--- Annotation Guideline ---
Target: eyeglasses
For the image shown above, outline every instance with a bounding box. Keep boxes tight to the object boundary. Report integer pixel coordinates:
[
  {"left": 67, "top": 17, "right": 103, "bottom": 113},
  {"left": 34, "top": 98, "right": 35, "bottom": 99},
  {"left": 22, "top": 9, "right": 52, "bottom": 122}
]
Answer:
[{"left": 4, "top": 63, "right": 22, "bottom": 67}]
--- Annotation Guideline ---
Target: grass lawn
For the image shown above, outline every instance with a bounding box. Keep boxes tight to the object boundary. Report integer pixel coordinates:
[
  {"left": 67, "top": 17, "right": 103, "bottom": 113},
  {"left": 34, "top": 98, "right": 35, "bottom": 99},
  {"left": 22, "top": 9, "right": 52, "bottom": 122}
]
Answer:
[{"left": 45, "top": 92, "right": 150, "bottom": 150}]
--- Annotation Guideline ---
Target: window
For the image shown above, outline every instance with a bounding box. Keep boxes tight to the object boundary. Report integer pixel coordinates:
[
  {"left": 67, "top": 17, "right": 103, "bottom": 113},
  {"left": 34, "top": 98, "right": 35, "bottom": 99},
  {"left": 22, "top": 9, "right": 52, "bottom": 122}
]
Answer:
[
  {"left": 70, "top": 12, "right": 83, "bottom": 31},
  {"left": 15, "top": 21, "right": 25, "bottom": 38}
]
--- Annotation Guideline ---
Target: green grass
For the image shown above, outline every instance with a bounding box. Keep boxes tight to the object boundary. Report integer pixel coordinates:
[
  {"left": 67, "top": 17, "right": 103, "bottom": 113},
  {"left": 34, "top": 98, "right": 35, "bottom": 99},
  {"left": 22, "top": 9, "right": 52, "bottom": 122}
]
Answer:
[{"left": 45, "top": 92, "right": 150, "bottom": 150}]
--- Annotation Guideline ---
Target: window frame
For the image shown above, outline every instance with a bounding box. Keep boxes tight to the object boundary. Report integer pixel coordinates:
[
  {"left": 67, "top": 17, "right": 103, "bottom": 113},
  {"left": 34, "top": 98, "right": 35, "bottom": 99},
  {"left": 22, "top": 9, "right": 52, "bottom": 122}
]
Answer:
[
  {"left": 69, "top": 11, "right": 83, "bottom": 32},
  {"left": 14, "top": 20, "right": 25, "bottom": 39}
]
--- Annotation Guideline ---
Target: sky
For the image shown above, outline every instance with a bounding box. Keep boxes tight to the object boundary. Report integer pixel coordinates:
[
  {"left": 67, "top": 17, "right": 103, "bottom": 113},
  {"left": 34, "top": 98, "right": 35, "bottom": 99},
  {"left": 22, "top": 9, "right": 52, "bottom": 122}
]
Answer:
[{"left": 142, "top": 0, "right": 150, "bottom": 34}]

Short exercise:
Collect every line of the records that contains the string "Target", counting case as significant.

Problem solution:
Target: eyeglasses
Target: grass lawn
Target: window
Target: green grass
Target: window frame
Target: sky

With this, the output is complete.